PROBLEM 1 =>
According to the article on the Anglican Church and stem cell research, in which city did Archbishop Carnley address the conference of Anglican bishops?
PROBLEM 2 =>
Carry on the article about the Anglican Church and stem cell research, starting right after its last sentence.

EXERCISE TEXT =>

****************

Church struggling with stem cell issues

Published May 1, 2002

Sydney

The primate of the Anglican Church of Australia, Archbishop Peter Carnley, has argued that a human embryo should not be regarded as a living person with a soul in the first 14 days after fertilisation.

Speaking to a conference of Anglican bishops in Perth in March, Archbishop Carnley urged the church to take into account recent scientific research which showed that fertilisation is not the same as conception.

His speech is part of a push to persuade the Anglican Church to reconsider its opposition to stem cell research.

The distinction between fertilisation and conception would mean moral objections to stem cell research and in-vitro fertilisation (IVF) technology would largely “fall away”, Archbishop Carnley said in his paper to the conference.

Collecting embryonic stem cells would become morally permissible because of its potential to help find cures for human disease. This is so even though the harvesting involved the destruction of the embryo.

He argued that the question about when human life begins is not only a theological issue, but also a scientific one. It should not be “arbitrarily decided on the basis of the level of scientific knowledge as it stood in the middle of the nineteenth century”.

****************

RECORD EXTRACTS =>
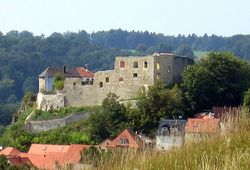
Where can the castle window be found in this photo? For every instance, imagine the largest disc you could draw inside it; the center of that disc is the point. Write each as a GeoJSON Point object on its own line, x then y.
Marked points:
{"type": "Point", "coordinates": [124, 141]}
{"type": "Point", "coordinates": [135, 64]}
{"type": "Point", "coordinates": [122, 64]}
{"type": "Point", "coordinates": [107, 79]}
{"type": "Point", "coordinates": [158, 76]}
{"type": "Point", "coordinates": [158, 65]}
{"type": "Point", "coordinates": [101, 84]}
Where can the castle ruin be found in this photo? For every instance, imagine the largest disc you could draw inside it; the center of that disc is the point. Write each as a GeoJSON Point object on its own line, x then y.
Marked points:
{"type": "Point", "coordinates": [129, 75]}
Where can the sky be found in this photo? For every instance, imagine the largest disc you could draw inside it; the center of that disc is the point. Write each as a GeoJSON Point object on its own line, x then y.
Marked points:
{"type": "Point", "coordinates": [170, 17]}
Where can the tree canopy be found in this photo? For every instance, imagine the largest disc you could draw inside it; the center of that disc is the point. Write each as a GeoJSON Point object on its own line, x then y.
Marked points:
{"type": "Point", "coordinates": [217, 80]}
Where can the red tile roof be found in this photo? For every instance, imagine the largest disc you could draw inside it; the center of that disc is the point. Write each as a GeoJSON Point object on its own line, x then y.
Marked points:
{"type": "Point", "coordinates": [127, 134]}
{"type": "Point", "coordinates": [84, 72]}
{"type": "Point", "coordinates": [10, 151]}
{"type": "Point", "coordinates": [225, 112]}
{"type": "Point", "coordinates": [202, 125]}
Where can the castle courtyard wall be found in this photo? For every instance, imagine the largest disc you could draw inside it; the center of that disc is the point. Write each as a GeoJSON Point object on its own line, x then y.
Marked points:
{"type": "Point", "coordinates": [129, 75]}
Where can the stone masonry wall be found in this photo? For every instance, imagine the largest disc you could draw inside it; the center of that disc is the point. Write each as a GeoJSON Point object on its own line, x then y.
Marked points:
{"type": "Point", "coordinates": [130, 74]}
{"type": "Point", "coordinates": [42, 126]}
{"type": "Point", "coordinates": [50, 101]}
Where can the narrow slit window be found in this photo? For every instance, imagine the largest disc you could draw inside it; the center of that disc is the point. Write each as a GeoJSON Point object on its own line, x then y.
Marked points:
{"type": "Point", "coordinates": [107, 79]}
{"type": "Point", "coordinates": [158, 65]}
{"type": "Point", "coordinates": [122, 64]}
{"type": "Point", "coordinates": [158, 76]}
{"type": "Point", "coordinates": [169, 68]}
{"type": "Point", "coordinates": [135, 64]}
{"type": "Point", "coordinates": [101, 84]}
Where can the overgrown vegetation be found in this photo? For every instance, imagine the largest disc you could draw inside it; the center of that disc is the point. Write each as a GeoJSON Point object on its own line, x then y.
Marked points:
{"type": "Point", "coordinates": [24, 56]}
{"type": "Point", "coordinates": [217, 80]}
{"type": "Point", "coordinates": [227, 151]}
{"type": "Point", "coordinates": [53, 114]}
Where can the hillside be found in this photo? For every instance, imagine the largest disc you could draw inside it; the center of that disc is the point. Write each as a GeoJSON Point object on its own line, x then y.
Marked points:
{"type": "Point", "coordinates": [24, 56]}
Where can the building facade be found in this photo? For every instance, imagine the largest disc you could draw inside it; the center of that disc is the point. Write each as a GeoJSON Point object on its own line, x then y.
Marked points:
{"type": "Point", "coordinates": [170, 134]}
{"type": "Point", "coordinates": [129, 75]}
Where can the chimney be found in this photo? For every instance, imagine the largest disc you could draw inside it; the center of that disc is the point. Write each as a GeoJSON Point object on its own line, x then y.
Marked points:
{"type": "Point", "coordinates": [64, 69]}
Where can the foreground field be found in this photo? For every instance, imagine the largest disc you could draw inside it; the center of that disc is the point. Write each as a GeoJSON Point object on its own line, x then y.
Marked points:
{"type": "Point", "coordinates": [228, 151]}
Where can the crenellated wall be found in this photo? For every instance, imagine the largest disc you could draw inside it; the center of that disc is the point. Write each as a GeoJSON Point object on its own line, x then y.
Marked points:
{"type": "Point", "coordinates": [129, 75]}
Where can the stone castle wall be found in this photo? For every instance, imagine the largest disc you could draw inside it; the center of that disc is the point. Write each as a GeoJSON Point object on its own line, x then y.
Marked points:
{"type": "Point", "coordinates": [42, 126]}
{"type": "Point", "coordinates": [128, 76]}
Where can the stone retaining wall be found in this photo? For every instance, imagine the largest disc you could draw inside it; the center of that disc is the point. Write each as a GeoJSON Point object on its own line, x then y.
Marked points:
{"type": "Point", "coordinates": [45, 125]}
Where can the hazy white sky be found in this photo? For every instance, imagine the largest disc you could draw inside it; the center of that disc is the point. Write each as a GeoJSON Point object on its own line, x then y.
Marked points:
{"type": "Point", "coordinates": [171, 17]}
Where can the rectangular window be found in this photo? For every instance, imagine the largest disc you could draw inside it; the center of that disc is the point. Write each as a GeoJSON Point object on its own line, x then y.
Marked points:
{"type": "Point", "coordinates": [158, 76]}
{"type": "Point", "coordinates": [107, 79]}
{"type": "Point", "coordinates": [122, 64]}
{"type": "Point", "coordinates": [135, 64]}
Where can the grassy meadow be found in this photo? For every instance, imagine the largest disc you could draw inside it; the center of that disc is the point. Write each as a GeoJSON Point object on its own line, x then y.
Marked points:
{"type": "Point", "coordinates": [230, 150]}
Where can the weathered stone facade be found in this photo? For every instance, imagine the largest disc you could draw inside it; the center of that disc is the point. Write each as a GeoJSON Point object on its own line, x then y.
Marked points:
{"type": "Point", "coordinates": [129, 75]}
{"type": "Point", "coordinates": [45, 125]}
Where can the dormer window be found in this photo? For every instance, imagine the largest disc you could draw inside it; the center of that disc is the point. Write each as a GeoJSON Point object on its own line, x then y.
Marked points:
{"type": "Point", "coordinates": [124, 141]}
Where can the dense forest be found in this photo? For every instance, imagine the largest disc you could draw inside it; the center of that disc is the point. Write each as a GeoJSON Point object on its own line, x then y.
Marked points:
{"type": "Point", "coordinates": [23, 56]}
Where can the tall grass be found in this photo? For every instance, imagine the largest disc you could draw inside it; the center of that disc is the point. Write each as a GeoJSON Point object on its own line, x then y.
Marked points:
{"type": "Point", "coordinates": [230, 150]}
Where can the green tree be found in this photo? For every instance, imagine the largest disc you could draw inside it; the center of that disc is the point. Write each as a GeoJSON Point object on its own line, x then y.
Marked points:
{"type": "Point", "coordinates": [185, 51]}
{"type": "Point", "coordinates": [218, 80]}
{"type": "Point", "coordinates": [155, 103]}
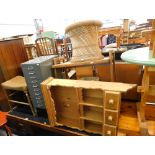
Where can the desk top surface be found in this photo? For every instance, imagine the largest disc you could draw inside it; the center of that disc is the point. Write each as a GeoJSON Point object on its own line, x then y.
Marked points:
{"type": "Point", "coordinates": [141, 56]}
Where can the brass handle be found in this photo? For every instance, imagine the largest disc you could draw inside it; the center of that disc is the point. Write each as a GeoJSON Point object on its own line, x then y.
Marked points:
{"type": "Point", "coordinates": [110, 118]}
{"type": "Point", "coordinates": [66, 105]}
{"type": "Point", "coordinates": [111, 101]}
{"type": "Point", "coordinates": [108, 132]}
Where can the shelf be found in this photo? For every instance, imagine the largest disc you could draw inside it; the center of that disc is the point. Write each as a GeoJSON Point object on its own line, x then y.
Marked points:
{"type": "Point", "coordinates": [92, 114]}
{"type": "Point", "coordinates": [92, 101]}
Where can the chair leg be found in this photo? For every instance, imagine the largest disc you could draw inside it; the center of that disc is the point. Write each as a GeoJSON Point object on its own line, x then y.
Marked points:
{"type": "Point", "coordinates": [30, 103]}
{"type": "Point", "coordinates": [8, 130]}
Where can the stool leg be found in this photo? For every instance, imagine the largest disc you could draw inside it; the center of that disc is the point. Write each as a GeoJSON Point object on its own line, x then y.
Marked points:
{"type": "Point", "coordinates": [30, 103]}
{"type": "Point", "coordinates": [8, 131]}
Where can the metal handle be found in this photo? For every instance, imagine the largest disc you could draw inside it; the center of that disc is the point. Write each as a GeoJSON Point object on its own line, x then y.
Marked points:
{"type": "Point", "coordinates": [108, 132]}
{"type": "Point", "coordinates": [111, 101]}
{"type": "Point", "coordinates": [110, 118]}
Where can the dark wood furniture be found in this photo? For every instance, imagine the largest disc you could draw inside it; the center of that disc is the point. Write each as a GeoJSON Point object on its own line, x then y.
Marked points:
{"type": "Point", "coordinates": [12, 54]}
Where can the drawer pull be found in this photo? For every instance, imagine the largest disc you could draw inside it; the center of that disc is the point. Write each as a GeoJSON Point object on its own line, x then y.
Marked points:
{"type": "Point", "coordinates": [34, 81]}
{"type": "Point", "coordinates": [32, 77]}
{"type": "Point", "coordinates": [66, 105]}
{"type": "Point", "coordinates": [31, 73]}
{"type": "Point", "coordinates": [111, 101]}
{"type": "Point", "coordinates": [110, 118]}
{"type": "Point", "coordinates": [35, 86]}
{"type": "Point", "coordinates": [37, 94]}
{"type": "Point", "coordinates": [30, 67]}
{"type": "Point", "coordinates": [108, 132]}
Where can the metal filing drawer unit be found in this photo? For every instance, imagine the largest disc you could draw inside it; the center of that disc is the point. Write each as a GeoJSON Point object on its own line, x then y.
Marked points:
{"type": "Point", "coordinates": [35, 71]}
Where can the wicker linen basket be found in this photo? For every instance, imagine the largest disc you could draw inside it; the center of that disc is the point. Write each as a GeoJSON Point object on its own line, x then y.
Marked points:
{"type": "Point", "coordinates": [84, 39]}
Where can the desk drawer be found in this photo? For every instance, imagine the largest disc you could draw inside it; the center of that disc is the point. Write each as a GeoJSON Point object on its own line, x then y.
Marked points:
{"type": "Point", "coordinates": [112, 100]}
{"type": "Point", "coordinates": [111, 118]}
{"type": "Point", "coordinates": [110, 130]}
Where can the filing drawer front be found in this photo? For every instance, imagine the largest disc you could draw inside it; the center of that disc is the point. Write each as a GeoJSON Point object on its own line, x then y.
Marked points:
{"type": "Point", "coordinates": [112, 100]}
{"type": "Point", "coordinates": [35, 71]}
{"type": "Point", "coordinates": [110, 130]}
{"type": "Point", "coordinates": [111, 117]}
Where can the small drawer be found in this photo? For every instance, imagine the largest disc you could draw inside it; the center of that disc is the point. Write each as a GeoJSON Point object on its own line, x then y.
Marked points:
{"type": "Point", "coordinates": [34, 81]}
{"type": "Point", "coordinates": [112, 100]}
{"type": "Point", "coordinates": [110, 130]}
{"type": "Point", "coordinates": [32, 77]}
{"type": "Point", "coordinates": [37, 93]}
{"type": "Point", "coordinates": [35, 85]}
{"type": "Point", "coordinates": [31, 72]}
{"type": "Point", "coordinates": [30, 67]}
{"type": "Point", "coordinates": [111, 117]}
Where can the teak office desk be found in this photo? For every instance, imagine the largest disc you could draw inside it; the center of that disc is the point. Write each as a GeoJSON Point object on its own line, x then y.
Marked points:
{"type": "Point", "coordinates": [142, 56]}
{"type": "Point", "coordinates": [91, 106]}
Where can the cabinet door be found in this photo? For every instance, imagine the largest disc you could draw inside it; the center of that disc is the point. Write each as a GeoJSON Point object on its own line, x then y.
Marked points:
{"type": "Point", "coordinates": [67, 105]}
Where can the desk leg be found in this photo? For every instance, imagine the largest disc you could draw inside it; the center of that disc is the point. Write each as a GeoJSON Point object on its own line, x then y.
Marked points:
{"type": "Point", "coordinates": [141, 106]}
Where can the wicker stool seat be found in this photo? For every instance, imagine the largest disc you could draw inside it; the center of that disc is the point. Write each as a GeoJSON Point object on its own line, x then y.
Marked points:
{"type": "Point", "coordinates": [84, 38]}
{"type": "Point", "coordinates": [12, 87]}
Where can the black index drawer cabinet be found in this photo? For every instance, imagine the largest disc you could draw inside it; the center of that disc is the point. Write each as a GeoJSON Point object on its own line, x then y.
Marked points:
{"type": "Point", "coordinates": [35, 71]}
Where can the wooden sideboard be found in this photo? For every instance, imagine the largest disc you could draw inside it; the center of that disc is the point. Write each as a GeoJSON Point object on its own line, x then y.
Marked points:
{"type": "Point", "coordinates": [12, 54]}
{"type": "Point", "coordinates": [91, 106]}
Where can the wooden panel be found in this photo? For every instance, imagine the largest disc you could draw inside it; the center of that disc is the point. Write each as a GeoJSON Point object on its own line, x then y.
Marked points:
{"type": "Point", "coordinates": [112, 100]}
{"type": "Point", "coordinates": [111, 118]}
{"type": "Point", "coordinates": [84, 72]}
{"type": "Point", "coordinates": [109, 130]}
{"type": "Point", "coordinates": [66, 104]}
{"type": "Point", "coordinates": [12, 53]}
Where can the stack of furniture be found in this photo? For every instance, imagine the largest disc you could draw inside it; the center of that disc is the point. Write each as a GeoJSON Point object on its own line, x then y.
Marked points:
{"type": "Point", "coordinates": [91, 106]}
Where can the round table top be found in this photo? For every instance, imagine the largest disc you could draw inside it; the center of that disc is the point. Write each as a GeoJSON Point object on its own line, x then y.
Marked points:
{"type": "Point", "coordinates": [142, 56]}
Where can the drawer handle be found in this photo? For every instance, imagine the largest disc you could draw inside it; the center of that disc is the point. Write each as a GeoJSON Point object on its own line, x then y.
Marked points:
{"type": "Point", "coordinates": [30, 68]}
{"type": "Point", "coordinates": [34, 81]}
{"type": "Point", "coordinates": [35, 86]}
{"type": "Point", "coordinates": [31, 73]}
{"type": "Point", "coordinates": [66, 105]}
{"type": "Point", "coordinates": [111, 101]}
{"type": "Point", "coordinates": [37, 94]}
{"type": "Point", "coordinates": [108, 132]}
{"type": "Point", "coordinates": [32, 77]}
{"type": "Point", "coordinates": [110, 118]}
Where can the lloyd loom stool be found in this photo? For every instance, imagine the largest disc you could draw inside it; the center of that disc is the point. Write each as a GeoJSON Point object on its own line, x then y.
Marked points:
{"type": "Point", "coordinates": [144, 56]}
{"type": "Point", "coordinates": [85, 46]}
{"type": "Point", "coordinates": [12, 87]}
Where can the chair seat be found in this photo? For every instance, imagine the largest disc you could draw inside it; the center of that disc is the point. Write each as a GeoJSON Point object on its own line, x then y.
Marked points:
{"type": "Point", "coordinates": [16, 83]}
{"type": "Point", "coordinates": [3, 119]}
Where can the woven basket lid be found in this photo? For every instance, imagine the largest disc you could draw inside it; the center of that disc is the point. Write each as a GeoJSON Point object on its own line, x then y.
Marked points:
{"type": "Point", "coordinates": [82, 23]}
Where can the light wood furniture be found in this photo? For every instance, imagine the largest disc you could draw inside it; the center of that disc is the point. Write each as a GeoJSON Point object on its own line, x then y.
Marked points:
{"type": "Point", "coordinates": [84, 39]}
{"type": "Point", "coordinates": [86, 52]}
{"type": "Point", "coordinates": [45, 46]}
{"type": "Point", "coordinates": [142, 56]}
{"type": "Point", "coordinates": [12, 88]}
{"type": "Point", "coordinates": [116, 31]}
{"type": "Point", "coordinates": [91, 106]}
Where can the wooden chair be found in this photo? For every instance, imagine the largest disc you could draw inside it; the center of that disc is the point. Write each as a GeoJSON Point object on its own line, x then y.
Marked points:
{"type": "Point", "coordinates": [17, 92]}
{"type": "Point", "coordinates": [45, 46]}
{"type": "Point", "coordinates": [3, 123]}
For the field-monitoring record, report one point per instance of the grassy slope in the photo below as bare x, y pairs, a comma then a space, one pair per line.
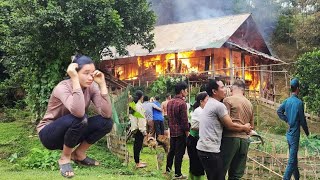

****************

TASK OUTPUT 1 =>
Perth.

TASK OUTPUT 2 =>
The growth of reproductive technologies since the early 1980s had been dominated by moral debate about when life begins, and whether human beings should meddle with conception.

“Some may urge that we should adopt an attitude of conservatism and reverence, like Moses at the burning bush, in relation to our entry into the world of genetic engineering,” he said.

Some theologians see reproductive technology as usurping of the role of God, and as essentially dehumanising. But others argue that technology is part of the human spirit – endlessly experimental and curious. Reproductive technology could be seen as part of a process of co-operating with God in an exercise aimed at perfecting all things.

Archbishop Carnley said it is wrong for Christians to adopt a fundamental attitude of suspicion and fear, let alone condemnation, to the application of human reason and research to reproduction. “The simple answer at this stage to the moral and ethical question of ‘are we intruding improperly into the province of God?’ is: ‘No. We are exercising our God-given abilities to act as stewards, and to complete and perfect the work of creation.'”

He said that to try and answer the question of when life begins is “a little like trying to answer the question of when middle age begins.” Sperm and eggs are already alive before fertilisation.

“All that can be said is that a genetically novel kind of cell comes into existence at fertilisation. The question is, at what point should a new creation of this kind be accorded the status of a human individual or a human subject?”

Theologians had tended to speak of the embryo resulting from fertilisation as being endowed with a human soul by God at that moment, he said. This view has recently been restated by Pope John Paul II, and by the Roman Catholic Archbishop of Sydney, George Pell.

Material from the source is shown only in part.